=== Text excerpt ===
# EEEEE MUTANT FLIES!!!! Seriously, what the barnacle are these?



## Betta132 (May 12, 2012)

I had two FFF cultures, and one started to die down. So I opened the other one, which had been ignored for a week or so and was more of a backup, and all these long black things are running around inside the lid! Upon closer inspection, they're teeny flies of some sort, mating and stuck together by the tails. The weird part is, the culture was _melanogaster_ flies, and these flies look nothing like them. They're black, fast, and have fully functional wings. They pretty much look like large gnats. Upon seeing the wings, I decided I shouldn't breed these, and the culture is currently sitting in my viv with the top off. Apparently mutant black gnats taste good. So, are these mutant FFFs, or big gnats that snuck in somehow? It's not really important, but I'm curious. I tried getting a pic, but all you can see are black dashes. Welp, time to get a new starter culture, since my seed culture is nothing but mutant gnats.


----------



## Ed (Sep 19, 2004)

Look up phorid flies and see if they match what you are seeing. Another alternative is if you are breeding wingless, then if they get over 80 F, the protien that keeps them from flying reverts and you get flyers. 

Ed


----------



## winstonamc (Mar 19, 2007)

Ed said:


> Look up phorid flies and see if they match what you are seeing. Another alternative is if you are breeding wingless, then if they get over 80 F, the protien that keeps them from flying reverts and you get flyers.
> 
> Ed


Damn your'e good, Ed.


----------



## Mer_ (Sep 11, 2011)
=== Input data ===
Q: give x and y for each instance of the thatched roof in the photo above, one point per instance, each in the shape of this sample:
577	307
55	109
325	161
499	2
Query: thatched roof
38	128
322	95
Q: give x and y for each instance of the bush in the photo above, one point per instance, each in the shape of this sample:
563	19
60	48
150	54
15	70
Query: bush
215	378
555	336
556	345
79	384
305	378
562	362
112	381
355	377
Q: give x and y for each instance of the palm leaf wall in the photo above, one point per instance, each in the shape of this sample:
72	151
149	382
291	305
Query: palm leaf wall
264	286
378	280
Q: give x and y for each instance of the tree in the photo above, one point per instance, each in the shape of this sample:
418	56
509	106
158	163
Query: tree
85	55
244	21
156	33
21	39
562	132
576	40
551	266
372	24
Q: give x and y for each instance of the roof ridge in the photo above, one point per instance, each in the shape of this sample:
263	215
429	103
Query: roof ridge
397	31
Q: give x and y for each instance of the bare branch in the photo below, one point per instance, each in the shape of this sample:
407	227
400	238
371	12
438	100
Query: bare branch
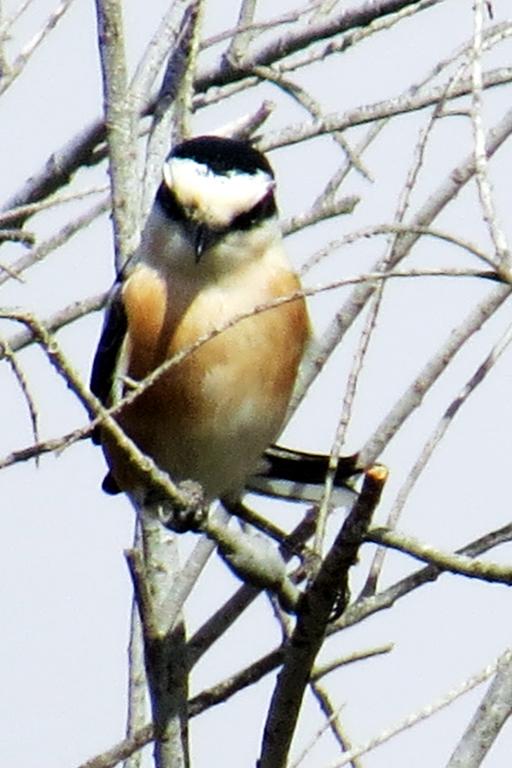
490	717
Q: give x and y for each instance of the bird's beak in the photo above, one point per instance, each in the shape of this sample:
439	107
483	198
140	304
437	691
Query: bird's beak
200	241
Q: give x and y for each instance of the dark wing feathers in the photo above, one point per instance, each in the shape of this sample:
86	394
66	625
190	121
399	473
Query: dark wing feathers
107	353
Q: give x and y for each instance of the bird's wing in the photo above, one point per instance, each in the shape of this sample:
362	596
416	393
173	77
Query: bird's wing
108	351
300	476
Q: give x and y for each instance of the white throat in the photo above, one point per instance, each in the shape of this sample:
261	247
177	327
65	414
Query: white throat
215	199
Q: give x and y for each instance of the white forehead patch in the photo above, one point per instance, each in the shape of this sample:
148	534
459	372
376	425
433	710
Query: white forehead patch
212	198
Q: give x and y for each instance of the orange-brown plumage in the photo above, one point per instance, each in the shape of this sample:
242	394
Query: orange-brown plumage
210	416
211	251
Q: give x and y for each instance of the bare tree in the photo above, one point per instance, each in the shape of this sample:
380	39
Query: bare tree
389	127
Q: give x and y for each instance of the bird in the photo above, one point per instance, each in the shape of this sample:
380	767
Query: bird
211	256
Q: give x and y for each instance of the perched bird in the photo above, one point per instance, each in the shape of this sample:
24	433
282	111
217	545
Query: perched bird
211	250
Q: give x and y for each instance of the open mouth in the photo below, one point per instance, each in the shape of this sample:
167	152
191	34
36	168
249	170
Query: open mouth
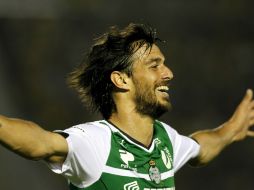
163	89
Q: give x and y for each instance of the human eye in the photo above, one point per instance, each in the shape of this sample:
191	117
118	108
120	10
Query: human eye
154	65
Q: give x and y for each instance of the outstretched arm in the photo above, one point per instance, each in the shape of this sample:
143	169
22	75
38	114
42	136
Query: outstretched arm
31	141
212	142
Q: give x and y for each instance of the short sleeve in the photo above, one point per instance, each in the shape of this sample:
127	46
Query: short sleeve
88	150
184	148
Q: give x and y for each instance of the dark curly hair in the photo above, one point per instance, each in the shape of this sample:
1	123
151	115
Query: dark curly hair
111	52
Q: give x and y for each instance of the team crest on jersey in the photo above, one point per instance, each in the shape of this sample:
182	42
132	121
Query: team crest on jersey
131	186
154	172
126	158
167	158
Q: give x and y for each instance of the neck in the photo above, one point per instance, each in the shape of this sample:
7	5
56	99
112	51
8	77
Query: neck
138	126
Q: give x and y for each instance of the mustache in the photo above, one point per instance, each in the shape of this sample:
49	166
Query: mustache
163	83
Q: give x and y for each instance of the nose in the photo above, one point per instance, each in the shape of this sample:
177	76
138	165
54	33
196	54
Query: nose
167	73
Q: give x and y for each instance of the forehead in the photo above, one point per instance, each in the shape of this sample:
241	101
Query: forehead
144	54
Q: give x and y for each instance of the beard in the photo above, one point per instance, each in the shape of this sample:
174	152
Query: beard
147	103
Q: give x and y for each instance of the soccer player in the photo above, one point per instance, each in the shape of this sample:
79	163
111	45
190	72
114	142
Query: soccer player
125	78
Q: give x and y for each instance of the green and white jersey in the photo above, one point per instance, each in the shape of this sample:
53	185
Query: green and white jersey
101	157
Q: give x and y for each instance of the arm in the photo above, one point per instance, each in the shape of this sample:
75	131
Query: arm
212	142
31	141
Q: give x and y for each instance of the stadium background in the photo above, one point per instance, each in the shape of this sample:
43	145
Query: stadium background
209	47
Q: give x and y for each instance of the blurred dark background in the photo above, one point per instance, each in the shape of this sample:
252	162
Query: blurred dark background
210	48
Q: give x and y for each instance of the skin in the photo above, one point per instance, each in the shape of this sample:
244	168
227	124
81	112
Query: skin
149	72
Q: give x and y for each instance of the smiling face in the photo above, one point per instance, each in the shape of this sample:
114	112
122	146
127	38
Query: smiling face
151	78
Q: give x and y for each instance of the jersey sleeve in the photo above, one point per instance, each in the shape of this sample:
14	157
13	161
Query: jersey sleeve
87	154
184	148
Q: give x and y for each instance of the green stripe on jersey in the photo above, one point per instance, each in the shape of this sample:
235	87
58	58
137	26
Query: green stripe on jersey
133	167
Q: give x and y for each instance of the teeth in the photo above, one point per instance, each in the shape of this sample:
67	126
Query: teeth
163	88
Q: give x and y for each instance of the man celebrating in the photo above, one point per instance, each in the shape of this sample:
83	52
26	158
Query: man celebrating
125	78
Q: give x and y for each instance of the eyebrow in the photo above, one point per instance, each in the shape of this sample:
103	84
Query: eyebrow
157	59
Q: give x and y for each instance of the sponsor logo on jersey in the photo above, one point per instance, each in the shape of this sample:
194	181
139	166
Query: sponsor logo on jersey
131	186
167	158
126	156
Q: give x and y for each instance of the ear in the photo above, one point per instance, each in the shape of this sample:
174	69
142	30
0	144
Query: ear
120	80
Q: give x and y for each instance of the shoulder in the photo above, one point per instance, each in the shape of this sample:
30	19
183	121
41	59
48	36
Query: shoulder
95	128
167	127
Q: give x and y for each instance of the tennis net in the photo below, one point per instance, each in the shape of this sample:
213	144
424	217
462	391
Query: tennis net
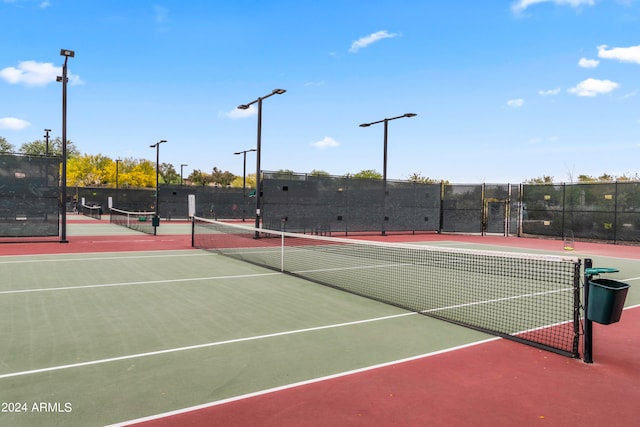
139	221
530	298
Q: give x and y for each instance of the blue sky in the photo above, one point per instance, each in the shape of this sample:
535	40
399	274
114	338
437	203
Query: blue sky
504	91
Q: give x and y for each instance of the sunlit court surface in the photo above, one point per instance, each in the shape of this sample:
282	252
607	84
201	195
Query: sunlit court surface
117	327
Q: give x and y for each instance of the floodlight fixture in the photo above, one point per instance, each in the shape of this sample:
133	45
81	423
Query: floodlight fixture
258	148
384	170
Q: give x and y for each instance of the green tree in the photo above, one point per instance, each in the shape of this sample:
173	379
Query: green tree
168	174
417	177
545	179
368	173
5	147
39	148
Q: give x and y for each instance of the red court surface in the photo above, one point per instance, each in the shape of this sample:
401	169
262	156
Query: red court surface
497	383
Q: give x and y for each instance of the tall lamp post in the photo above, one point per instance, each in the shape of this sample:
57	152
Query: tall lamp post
46	141
182	166
117	172
244	107
156	217
244	178
384	167
67	54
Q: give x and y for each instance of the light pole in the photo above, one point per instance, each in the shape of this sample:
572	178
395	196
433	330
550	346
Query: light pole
46	141
117	171
67	54
156	217
244	107
244	178
182	166
384	167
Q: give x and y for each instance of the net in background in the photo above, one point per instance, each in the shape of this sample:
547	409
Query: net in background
139	221
92	211
29	195
532	299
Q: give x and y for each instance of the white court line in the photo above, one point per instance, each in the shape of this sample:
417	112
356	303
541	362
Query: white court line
102	258
298	384
199	346
107	285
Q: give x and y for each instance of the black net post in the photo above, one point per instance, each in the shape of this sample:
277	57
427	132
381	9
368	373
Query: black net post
588	324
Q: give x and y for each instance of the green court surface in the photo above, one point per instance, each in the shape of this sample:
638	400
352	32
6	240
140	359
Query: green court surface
92	339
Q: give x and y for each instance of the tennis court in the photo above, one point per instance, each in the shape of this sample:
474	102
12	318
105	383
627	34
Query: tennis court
120	328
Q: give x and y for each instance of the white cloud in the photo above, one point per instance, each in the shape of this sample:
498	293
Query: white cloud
588	63
549	92
237	113
371	38
622	54
593	87
11	123
539	140
160	14
326	142
515	103
32	73
521	5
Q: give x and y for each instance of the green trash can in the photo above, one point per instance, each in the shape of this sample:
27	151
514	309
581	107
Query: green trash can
606	300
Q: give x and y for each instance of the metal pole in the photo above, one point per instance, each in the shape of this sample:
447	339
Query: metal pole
156	219
157	216
384	179
117	162
46	139
63	232
244	182
258	189
588	324
181	168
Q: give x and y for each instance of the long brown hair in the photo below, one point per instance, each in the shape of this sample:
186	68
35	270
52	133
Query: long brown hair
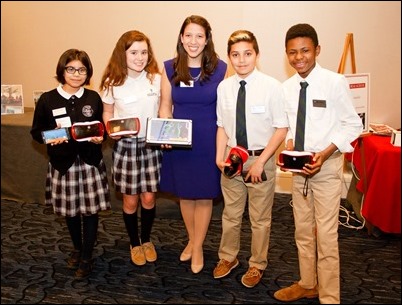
116	71
209	59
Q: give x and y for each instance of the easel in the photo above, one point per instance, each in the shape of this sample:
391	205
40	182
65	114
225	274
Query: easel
350	45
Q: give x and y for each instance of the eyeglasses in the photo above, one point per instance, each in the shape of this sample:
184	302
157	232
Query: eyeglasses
71	70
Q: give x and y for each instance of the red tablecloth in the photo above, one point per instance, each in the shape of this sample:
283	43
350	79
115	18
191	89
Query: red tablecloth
382	200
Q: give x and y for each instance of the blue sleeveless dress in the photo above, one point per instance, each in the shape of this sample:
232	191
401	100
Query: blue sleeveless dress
192	173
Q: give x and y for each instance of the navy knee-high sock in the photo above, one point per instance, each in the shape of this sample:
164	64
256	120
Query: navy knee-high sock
147	220
74	228
131	223
90	230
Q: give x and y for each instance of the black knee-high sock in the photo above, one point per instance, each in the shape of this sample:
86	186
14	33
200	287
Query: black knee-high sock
147	220
74	227
90	230
131	222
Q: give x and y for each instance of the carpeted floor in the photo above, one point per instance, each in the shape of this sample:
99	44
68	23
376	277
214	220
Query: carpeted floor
35	244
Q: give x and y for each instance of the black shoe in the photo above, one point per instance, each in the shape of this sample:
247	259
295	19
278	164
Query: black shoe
74	260
85	269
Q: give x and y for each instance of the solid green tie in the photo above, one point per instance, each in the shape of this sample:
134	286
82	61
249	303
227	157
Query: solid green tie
241	133
301	118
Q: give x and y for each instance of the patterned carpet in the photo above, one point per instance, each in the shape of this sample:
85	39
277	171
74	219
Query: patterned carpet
35	244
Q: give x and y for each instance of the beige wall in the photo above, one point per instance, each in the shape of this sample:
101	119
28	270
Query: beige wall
34	35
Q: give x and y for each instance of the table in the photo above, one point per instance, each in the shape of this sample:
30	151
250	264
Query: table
378	163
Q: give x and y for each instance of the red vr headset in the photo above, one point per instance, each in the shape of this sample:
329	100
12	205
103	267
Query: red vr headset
238	155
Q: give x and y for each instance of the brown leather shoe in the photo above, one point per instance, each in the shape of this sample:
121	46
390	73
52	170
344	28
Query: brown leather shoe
294	293
224	267
252	277
138	255
149	251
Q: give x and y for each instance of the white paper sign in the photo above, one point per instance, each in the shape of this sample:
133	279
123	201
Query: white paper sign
359	85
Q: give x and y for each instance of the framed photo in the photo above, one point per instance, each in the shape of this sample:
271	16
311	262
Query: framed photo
11	99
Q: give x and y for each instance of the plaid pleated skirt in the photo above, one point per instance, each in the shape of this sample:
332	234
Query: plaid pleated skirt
136	167
84	189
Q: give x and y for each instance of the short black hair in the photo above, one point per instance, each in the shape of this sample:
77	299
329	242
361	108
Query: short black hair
68	56
302	30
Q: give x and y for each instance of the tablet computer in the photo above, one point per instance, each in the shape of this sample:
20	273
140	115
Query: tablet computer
53	135
84	131
294	161
175	132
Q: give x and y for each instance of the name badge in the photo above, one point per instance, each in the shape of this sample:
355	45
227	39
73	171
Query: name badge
59	111
258	109
188	86
320	103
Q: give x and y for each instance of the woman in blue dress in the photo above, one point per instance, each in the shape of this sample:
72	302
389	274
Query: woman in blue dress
188	91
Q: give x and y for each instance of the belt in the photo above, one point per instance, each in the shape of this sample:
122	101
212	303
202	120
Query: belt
255	153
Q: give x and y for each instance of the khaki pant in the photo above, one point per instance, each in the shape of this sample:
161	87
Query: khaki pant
316	220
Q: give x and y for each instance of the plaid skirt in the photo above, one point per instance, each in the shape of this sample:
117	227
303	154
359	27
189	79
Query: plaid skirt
84	189
136	167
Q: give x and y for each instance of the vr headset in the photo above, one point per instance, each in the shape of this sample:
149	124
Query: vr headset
238	155
294	161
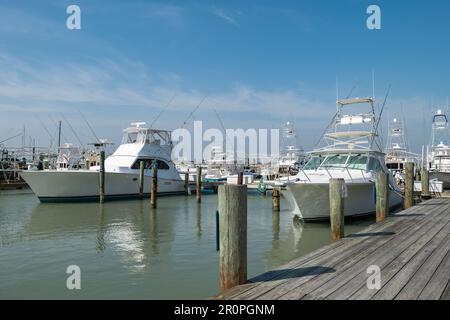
===
- _Work to be completed_: List every username that heads a post in the forum thread about the mutant flies.

- _Finished exercise_: Betta132, Ed, winstonamc, Mer_